:: Assigned task ::
Whenever a line in the data holds the string "wooden", pull that line out.

======== Data under study ========

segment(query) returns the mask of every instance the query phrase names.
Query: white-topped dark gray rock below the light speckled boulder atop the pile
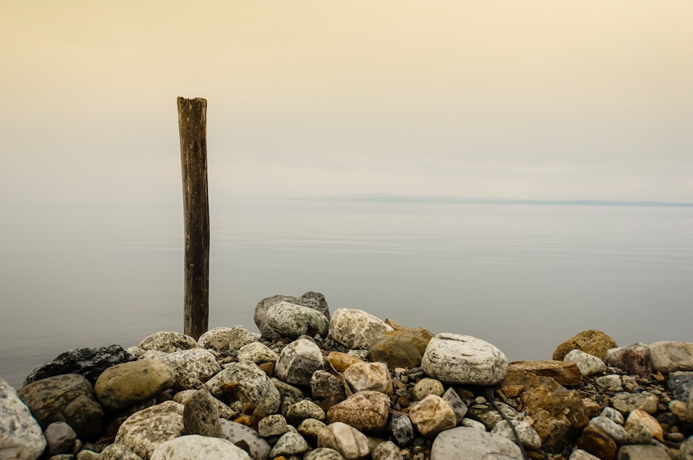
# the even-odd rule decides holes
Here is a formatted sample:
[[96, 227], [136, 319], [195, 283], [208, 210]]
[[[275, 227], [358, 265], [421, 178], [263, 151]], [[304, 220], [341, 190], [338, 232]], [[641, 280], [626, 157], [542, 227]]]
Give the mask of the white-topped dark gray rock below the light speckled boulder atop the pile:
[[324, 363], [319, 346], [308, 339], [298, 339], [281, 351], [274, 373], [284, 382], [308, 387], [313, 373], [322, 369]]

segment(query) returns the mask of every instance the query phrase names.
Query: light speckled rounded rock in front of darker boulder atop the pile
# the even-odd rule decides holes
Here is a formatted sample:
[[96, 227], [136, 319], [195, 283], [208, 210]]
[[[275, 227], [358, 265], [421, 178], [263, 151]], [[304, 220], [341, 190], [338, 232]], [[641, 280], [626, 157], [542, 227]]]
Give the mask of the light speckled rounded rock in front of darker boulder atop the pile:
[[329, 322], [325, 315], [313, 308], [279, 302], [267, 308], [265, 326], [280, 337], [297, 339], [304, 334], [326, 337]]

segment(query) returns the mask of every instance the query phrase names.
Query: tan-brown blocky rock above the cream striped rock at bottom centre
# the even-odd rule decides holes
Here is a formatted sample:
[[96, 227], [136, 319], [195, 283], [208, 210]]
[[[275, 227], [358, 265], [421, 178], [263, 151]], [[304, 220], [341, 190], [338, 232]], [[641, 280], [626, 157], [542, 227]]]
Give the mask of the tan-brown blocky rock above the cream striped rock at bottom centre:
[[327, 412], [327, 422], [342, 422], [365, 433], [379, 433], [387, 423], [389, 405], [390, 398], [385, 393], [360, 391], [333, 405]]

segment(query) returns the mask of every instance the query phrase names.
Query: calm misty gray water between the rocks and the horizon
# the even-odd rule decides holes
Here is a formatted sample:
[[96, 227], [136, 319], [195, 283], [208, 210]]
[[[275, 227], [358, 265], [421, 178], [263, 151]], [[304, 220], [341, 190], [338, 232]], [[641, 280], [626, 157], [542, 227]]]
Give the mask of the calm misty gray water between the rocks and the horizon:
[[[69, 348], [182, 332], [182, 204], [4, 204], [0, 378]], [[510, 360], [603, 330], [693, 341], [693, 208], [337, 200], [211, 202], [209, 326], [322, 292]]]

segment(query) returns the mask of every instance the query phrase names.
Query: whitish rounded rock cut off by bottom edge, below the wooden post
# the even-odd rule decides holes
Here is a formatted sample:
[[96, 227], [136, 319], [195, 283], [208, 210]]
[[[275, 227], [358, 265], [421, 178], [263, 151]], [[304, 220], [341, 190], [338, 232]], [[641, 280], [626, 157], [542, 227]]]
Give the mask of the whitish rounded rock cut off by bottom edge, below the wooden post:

========

:: Result of this exercise ::
Query: whitish rounded rock cut off by bottom edge, below the wooden post
Give the mask of the whitish rounded rock cut off by bottom edge, below the wooden post:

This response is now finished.